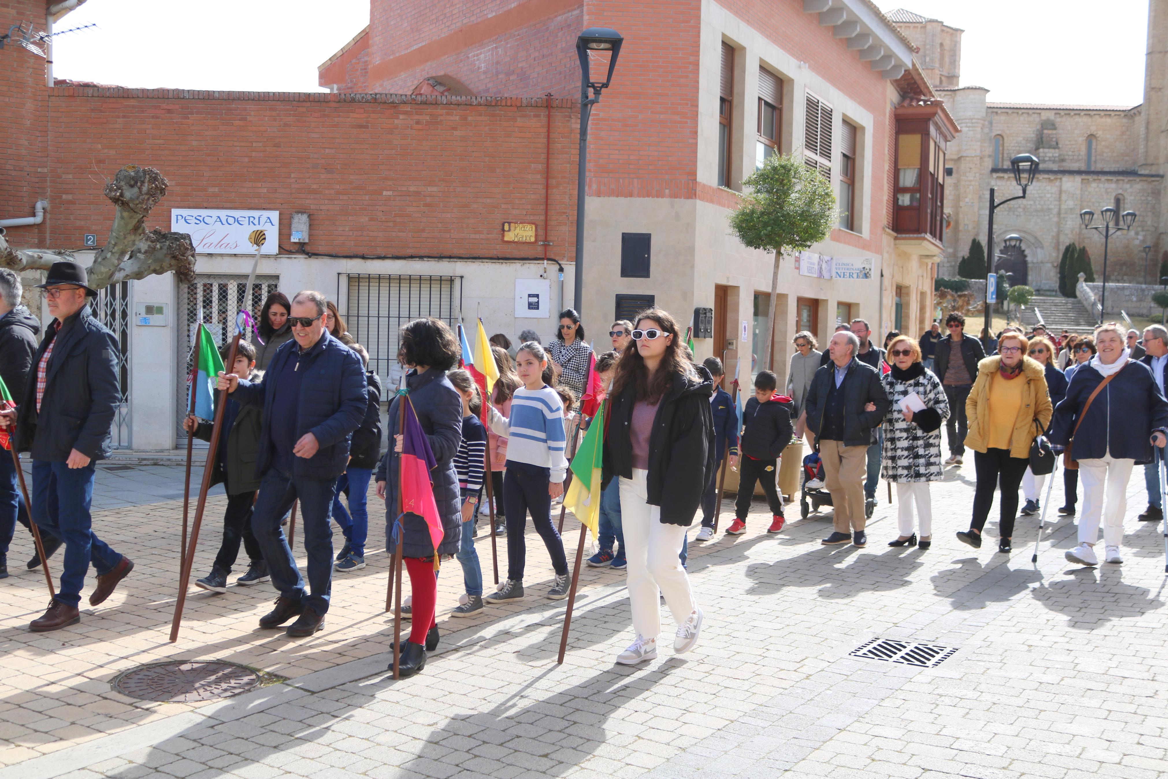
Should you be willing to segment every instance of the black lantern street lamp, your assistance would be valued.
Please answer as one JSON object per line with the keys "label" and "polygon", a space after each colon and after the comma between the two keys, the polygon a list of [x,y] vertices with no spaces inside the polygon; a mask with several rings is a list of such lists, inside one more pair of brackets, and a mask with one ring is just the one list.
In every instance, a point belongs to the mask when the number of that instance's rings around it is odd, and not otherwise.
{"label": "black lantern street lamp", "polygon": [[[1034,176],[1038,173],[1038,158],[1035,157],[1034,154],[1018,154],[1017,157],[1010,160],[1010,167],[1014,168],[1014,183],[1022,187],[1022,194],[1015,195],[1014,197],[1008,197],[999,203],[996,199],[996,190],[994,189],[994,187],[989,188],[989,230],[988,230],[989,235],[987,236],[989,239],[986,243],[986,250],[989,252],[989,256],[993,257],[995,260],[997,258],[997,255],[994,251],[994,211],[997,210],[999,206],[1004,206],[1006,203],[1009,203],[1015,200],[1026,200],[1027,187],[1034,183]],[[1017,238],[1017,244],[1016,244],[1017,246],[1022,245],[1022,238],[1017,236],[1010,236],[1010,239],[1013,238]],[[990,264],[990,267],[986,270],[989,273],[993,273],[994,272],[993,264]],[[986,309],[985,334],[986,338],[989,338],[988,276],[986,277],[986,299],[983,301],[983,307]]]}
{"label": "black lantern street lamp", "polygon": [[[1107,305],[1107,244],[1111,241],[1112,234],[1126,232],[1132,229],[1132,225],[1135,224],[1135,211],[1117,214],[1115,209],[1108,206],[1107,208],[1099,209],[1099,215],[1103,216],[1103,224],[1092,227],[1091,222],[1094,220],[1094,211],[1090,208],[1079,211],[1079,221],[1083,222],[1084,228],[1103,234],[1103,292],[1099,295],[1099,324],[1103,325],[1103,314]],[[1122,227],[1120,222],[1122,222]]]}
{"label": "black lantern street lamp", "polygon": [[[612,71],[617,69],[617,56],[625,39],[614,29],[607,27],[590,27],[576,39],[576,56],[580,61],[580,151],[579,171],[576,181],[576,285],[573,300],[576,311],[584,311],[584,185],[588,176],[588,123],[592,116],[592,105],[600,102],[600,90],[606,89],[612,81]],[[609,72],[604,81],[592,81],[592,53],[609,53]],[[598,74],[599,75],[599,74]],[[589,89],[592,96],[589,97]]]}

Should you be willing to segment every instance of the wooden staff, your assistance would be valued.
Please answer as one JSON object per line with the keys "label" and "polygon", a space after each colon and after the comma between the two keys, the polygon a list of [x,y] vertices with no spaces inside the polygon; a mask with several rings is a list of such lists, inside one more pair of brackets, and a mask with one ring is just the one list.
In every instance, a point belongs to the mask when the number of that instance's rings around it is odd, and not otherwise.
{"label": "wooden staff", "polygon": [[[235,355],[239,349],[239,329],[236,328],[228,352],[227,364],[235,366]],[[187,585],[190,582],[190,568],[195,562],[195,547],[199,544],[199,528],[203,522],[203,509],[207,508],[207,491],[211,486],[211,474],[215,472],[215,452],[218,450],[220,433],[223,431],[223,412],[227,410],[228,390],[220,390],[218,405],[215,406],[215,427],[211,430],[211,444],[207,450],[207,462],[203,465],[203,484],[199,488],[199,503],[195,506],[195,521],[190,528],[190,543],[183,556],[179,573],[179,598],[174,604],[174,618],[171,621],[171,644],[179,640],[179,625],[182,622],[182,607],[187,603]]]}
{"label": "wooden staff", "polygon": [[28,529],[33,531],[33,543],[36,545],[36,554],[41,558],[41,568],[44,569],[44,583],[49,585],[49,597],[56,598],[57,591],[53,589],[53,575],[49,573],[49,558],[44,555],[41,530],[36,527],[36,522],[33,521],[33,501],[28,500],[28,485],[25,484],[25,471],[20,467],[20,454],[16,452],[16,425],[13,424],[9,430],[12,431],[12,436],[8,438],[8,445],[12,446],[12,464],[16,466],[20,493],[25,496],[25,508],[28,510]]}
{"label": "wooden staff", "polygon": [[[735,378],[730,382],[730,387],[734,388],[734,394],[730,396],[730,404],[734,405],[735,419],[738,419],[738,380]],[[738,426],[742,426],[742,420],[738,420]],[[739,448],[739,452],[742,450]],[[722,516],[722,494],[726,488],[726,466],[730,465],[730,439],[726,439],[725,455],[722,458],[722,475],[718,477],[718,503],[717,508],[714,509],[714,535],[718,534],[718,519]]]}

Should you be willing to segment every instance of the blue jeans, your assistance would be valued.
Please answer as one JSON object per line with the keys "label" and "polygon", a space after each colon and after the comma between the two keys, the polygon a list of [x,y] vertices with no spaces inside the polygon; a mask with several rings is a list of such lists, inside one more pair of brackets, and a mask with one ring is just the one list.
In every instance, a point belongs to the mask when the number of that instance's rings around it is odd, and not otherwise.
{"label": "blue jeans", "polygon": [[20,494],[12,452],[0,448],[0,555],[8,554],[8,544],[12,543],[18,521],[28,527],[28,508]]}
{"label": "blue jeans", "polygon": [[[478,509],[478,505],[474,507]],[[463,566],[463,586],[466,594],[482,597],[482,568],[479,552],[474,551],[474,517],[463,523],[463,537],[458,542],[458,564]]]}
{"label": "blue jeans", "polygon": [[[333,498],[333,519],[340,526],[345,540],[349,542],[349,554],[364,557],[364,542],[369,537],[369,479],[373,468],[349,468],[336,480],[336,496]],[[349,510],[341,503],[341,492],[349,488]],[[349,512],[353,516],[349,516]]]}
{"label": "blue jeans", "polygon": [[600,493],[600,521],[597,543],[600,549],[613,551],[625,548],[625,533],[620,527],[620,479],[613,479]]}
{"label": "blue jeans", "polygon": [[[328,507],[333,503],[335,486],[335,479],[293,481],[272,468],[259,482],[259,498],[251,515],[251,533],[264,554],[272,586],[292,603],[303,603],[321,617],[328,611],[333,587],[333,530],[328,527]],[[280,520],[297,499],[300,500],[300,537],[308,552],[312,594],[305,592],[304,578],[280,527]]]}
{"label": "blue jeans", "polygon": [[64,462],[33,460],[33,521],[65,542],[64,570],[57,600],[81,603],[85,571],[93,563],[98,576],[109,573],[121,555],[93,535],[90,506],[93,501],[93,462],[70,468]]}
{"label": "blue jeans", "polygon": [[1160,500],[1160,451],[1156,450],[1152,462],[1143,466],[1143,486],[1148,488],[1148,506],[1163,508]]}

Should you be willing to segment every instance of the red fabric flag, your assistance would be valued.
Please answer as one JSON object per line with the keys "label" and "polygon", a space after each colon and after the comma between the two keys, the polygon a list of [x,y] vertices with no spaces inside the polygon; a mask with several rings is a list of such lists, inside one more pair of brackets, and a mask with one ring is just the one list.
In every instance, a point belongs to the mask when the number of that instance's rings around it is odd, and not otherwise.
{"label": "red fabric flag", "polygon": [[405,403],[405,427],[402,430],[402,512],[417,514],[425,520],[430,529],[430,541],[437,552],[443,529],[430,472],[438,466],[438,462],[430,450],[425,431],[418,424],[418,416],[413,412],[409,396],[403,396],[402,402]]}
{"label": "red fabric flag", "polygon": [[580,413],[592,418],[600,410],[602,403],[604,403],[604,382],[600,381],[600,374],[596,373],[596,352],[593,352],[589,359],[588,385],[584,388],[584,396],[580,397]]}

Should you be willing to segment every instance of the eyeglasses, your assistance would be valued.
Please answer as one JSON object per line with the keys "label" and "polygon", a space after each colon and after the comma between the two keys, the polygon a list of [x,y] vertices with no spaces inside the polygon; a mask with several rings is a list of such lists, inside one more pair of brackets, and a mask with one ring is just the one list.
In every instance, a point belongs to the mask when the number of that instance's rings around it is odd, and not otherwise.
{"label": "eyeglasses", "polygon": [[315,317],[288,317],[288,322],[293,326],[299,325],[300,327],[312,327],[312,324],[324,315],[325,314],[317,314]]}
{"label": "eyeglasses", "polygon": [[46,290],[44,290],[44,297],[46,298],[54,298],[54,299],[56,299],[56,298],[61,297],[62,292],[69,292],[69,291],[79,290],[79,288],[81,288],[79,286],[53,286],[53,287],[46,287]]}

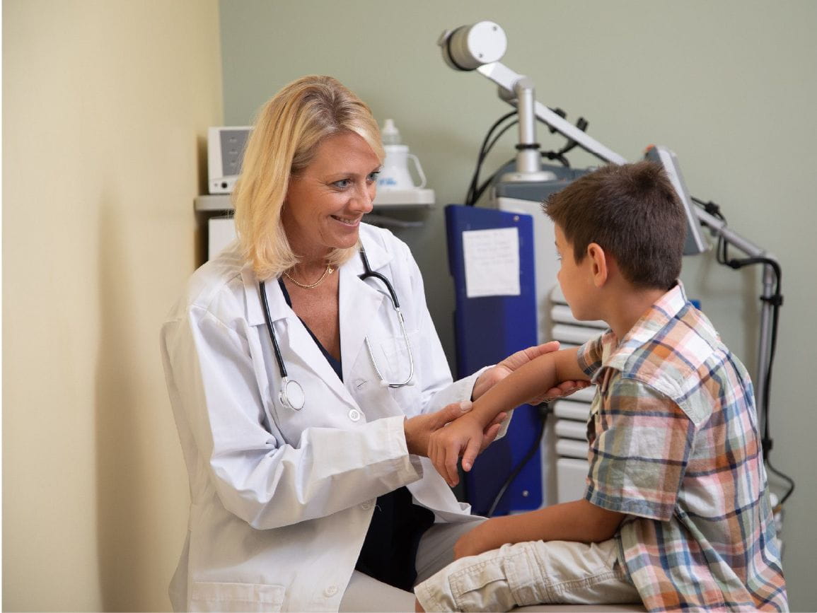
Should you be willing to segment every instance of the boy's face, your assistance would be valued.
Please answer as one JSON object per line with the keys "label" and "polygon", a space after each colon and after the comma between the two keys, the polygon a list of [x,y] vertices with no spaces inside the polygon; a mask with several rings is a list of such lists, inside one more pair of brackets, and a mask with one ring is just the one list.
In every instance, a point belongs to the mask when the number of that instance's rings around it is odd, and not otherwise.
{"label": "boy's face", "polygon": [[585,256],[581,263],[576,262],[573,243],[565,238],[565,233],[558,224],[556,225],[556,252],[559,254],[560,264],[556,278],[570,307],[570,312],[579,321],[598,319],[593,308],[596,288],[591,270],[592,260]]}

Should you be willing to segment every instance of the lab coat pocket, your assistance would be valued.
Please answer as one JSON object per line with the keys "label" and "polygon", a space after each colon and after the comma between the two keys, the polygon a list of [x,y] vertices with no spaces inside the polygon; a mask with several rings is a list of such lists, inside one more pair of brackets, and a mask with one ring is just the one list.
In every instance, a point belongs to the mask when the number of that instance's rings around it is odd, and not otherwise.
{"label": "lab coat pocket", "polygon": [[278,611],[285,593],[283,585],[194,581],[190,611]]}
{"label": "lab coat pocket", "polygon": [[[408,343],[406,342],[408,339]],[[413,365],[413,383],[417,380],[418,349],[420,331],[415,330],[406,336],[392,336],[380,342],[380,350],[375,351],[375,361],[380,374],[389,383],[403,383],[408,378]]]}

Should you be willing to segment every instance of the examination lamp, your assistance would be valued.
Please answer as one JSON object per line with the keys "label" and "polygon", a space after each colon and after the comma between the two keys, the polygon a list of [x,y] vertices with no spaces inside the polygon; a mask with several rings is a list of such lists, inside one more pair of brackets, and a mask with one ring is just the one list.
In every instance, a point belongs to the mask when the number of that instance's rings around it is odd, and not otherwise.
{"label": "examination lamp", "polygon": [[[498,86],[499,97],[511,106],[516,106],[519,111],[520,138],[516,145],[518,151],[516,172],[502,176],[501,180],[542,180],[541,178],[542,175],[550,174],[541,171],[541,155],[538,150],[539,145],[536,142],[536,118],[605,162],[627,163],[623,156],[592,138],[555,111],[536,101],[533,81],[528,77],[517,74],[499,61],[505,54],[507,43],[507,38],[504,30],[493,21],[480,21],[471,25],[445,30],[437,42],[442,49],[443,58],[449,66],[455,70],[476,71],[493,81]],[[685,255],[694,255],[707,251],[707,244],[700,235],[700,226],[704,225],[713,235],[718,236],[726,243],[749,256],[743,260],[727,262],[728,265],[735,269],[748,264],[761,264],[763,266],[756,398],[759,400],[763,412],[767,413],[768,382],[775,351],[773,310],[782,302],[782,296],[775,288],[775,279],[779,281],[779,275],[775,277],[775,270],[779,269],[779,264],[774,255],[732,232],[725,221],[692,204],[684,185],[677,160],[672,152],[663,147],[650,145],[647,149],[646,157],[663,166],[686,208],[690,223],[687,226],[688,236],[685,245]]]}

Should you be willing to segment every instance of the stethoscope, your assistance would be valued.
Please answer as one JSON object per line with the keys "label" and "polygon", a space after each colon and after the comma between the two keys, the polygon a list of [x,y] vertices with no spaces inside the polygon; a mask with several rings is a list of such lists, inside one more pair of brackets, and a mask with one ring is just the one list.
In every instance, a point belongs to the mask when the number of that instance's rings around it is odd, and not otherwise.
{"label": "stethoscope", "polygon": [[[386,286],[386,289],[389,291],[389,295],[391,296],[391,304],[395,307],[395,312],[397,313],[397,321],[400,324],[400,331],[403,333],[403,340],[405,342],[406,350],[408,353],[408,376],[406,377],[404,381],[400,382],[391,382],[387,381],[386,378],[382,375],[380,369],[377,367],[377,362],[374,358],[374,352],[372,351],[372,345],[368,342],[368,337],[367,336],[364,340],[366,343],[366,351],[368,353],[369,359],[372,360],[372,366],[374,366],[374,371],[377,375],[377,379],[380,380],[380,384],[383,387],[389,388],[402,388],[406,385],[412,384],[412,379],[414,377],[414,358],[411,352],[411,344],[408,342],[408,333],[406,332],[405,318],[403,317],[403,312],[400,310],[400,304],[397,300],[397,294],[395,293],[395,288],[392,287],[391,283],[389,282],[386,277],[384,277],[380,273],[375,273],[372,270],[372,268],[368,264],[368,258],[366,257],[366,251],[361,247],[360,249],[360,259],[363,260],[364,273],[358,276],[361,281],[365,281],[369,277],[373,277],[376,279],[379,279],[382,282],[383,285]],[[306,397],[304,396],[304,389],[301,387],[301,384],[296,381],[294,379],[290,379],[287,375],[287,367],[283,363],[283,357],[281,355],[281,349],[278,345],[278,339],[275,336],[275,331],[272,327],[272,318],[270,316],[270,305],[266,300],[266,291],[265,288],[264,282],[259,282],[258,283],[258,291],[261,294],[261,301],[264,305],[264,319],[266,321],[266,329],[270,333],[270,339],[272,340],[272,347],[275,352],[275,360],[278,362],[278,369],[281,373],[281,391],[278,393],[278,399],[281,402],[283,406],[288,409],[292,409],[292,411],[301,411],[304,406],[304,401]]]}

------------------------------------------------------------------------

Return every line of the records that contains the word "segment".

RESPONSE TO THIS TASK.
Should you be willing to segment every instance of the black lantern street lamp, your assistance would be valued.
Should you be willing to segment every instance of the wooden staff, your assistance would be valued.
Should you be willing to segment every instance of the blue jeans, your assistance would be valued.
Should you be willing to segment every instance of the red fabric flag, your assistance would be valued.
Should you be willing to segment every instance of the eyeglasses, your assistance would be valued.
Should you be willing to segment every instance of the boy's face, your assistance would be valued.
Should you be willing to segment every instance of the lab coat pocket, your assistance would be valued.
Should you be willing to segment every instance of the examination lamp, your assistance would be valued.
Should you be willing to segment every instance of the stethoscope, your assistance would be valued.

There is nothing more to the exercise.